___ Fragmento seleccionado
En la playa, a sufrir el calor, pues no teníamos los medios de ahora, fácilmente transportables (silloncitos, sombrillas) y tampoco cremas protectoras. Además, íbamos a la playa gratuita, no a la que se entraba pagando. Por eso, la mami y la abuelita se pasaban todo el tiempo preocupadas, intentando que no nos quemáramos, ni ahogáramos; además, nos empapuzaban para que soportáramos el ejercicio que estábamos realizando. Mientras tanto, nuestro padre trabajando hasta las 8 o las 10 de la noche, más o menos, eso sí con chaqueta y corbata, aunque fuera agosto. El viaje hacia la playa era ilusionante. Creo que los tres hermanos vibrábamos de alegría. El de regreso, no tanto. Volvíamos derrotados, en muchas ocasiones quemados. Pero todo eso, al final, formaba parte de nuestra pequeña liturgia vacacional. Si había suerte y papá podía un día festivo iríamos, como gran hazaña al Saler o, lejísimos: al faro de Cullera. Otra opción, al monte, por Náquera… un lujo al alcance de algunos también. Lo más frecuente era jugar con nuestros primos, los que más tiempo estaban en València en verano. Eso era la gloria. Y, si podía ser, ir a verlos cuando iban a su pueblo o a los que tenían su casa de vacaciones.
______
→ Tareas obligatorias
a – Responde con datos del fragmento:
(i) ¿Hasta qué hora, más o menos, trabajaba el padre?
(ii) ¿Cómo volvían de la playa en muchas ocasiones?
(iii) ¿Con quiénes era lo más frecuente jugar?
b – Por favor, indica si cada afirmación concuerda con el fragmento y cita las palabras que lo deciden:
(i) La familia iba a la playa en la que se entraba pagando.
(ii) El padre trabajaba con chaqueta y corbata incluso en agosto.
(iii) El viaje de regreso resultaba tan ilusionante como el de ida.
___ Datos proporcionados
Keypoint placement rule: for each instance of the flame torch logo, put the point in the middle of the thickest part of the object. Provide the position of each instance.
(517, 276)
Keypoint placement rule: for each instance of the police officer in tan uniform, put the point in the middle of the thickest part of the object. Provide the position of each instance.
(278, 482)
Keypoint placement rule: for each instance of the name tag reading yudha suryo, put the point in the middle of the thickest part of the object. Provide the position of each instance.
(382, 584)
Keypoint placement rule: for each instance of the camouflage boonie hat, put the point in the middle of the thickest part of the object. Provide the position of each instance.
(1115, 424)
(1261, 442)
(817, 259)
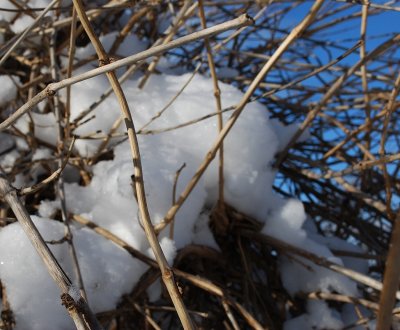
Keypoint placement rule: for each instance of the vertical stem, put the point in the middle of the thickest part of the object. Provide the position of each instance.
(217, 95)
(60, 181)
(166, 271)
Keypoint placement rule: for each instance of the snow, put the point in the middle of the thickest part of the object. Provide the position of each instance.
(108, 272)
(8, 90)
(108, 200)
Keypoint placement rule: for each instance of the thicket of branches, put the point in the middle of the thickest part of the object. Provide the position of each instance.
(339, 79)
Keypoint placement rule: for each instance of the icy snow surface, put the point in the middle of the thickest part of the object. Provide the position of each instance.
(108, 200)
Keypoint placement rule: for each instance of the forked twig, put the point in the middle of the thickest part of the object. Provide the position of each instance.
(78, 310)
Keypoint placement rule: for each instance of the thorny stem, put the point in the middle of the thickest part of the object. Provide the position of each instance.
(238, 110)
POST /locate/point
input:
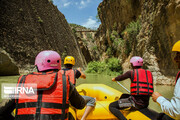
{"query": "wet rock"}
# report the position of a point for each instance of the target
(7, 64)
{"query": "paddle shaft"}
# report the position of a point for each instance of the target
(123, 86)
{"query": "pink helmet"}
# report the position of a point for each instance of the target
(48, 59)
(136, 61)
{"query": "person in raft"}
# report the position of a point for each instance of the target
(74, 74)
(171, 107)
(141, 88)
(54, 92)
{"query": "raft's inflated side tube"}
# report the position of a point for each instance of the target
(104, 96)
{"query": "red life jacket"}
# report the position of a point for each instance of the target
(177, 77)
(51, 101)
(142, 82)
(72, 75)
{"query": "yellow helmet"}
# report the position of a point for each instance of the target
(69, 60)
(176, 46)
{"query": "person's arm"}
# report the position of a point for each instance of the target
(172, 107)
(122, 77)
(6, 108)
(76, 99)
(83, 76)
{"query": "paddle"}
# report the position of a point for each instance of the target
(123, 86)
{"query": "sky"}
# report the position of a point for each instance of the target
(81, 12)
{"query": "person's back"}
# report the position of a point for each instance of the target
(141, 88)
(54, 91)
(74, 74)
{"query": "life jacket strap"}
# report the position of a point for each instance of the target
(42, 116)
(43, 105)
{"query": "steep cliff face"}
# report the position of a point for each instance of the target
(28, 27)
(159, 29)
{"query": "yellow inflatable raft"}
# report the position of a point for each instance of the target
(104, 96)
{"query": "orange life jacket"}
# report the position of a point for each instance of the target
(142, 82)
(51, 101)
(177, 77)
(72, 75)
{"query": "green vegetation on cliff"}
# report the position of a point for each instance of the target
(110, 66)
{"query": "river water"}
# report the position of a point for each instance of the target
(166, 91)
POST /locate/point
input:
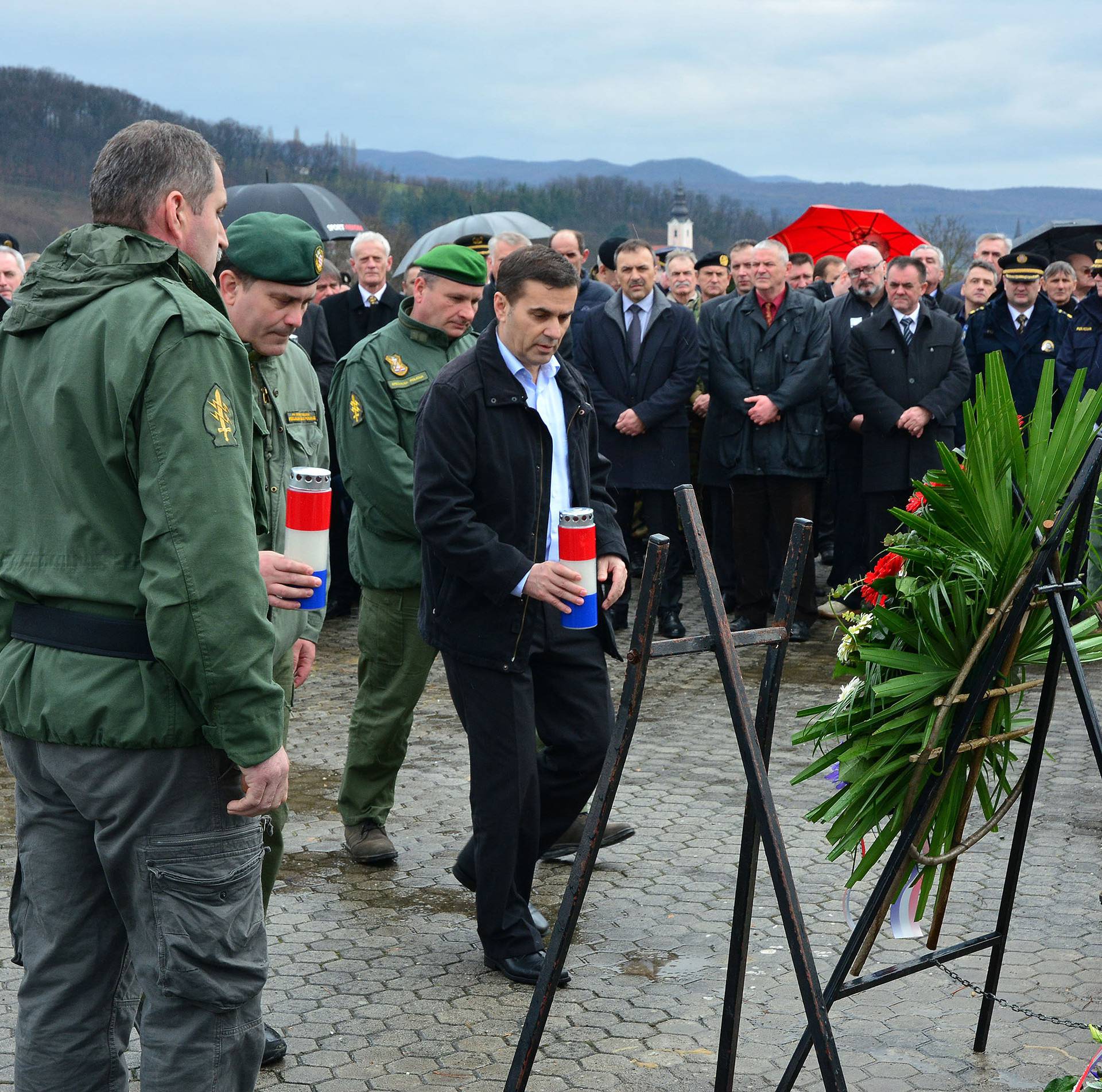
______
→ Soluciones por tarea
a –
(i) Hasta las 8 o las 10 de la noche.
(ii) Derrotados y quemados.
(iii) Con sus primos, los que más tiempo estaban en València en verano.

b –
(i) No: "íbamos a la playa gratuita, no a la que se entraba pagando".
(ii) Sí: "eso sí con chaqueta y corbata, aunque fuera agosto".
(iii) No: "El de regreso, no tanto".